● THE REQUEST: Reproduce, line for line and unchanged, the part of the material that begins with the line containing "Placement rule: one point per instance of the sky, set" and ends with the line containing "column 806, row 381", including both of those lines.

● AVAILABLE DATA:
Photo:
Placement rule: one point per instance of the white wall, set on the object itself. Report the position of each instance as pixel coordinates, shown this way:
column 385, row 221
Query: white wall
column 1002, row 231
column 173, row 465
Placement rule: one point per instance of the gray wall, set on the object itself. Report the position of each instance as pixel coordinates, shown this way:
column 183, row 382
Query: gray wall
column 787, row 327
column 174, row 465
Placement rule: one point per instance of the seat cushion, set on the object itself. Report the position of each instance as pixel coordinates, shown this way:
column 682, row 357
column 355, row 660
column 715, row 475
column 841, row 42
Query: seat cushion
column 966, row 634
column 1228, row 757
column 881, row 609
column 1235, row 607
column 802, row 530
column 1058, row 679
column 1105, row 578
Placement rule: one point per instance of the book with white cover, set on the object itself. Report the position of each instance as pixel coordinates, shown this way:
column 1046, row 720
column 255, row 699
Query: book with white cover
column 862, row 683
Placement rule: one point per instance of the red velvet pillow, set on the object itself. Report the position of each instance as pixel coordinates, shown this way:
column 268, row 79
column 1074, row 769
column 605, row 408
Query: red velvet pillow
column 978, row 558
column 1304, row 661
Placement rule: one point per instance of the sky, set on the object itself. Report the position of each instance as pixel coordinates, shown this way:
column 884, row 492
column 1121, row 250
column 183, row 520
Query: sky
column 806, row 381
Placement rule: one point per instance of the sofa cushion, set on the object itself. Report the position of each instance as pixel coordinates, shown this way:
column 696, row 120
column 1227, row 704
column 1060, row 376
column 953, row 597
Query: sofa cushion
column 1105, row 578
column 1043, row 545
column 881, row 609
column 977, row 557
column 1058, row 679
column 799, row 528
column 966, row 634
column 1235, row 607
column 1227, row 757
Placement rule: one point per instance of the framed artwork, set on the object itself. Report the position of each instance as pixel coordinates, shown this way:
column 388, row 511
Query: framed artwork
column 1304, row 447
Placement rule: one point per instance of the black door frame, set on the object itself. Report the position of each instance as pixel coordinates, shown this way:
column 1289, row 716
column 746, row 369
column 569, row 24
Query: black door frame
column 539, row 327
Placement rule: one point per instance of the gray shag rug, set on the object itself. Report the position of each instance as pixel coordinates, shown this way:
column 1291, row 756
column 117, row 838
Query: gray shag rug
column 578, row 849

● CORRECT RESULT:
Placement rule: one point per instance of the sky, set on the object itself. Report the position of each instance as pixel coordinates, shown this way:
column 884, row 492
column 1121, row 250
column 183, row 520
Query: sky
column 806, row 381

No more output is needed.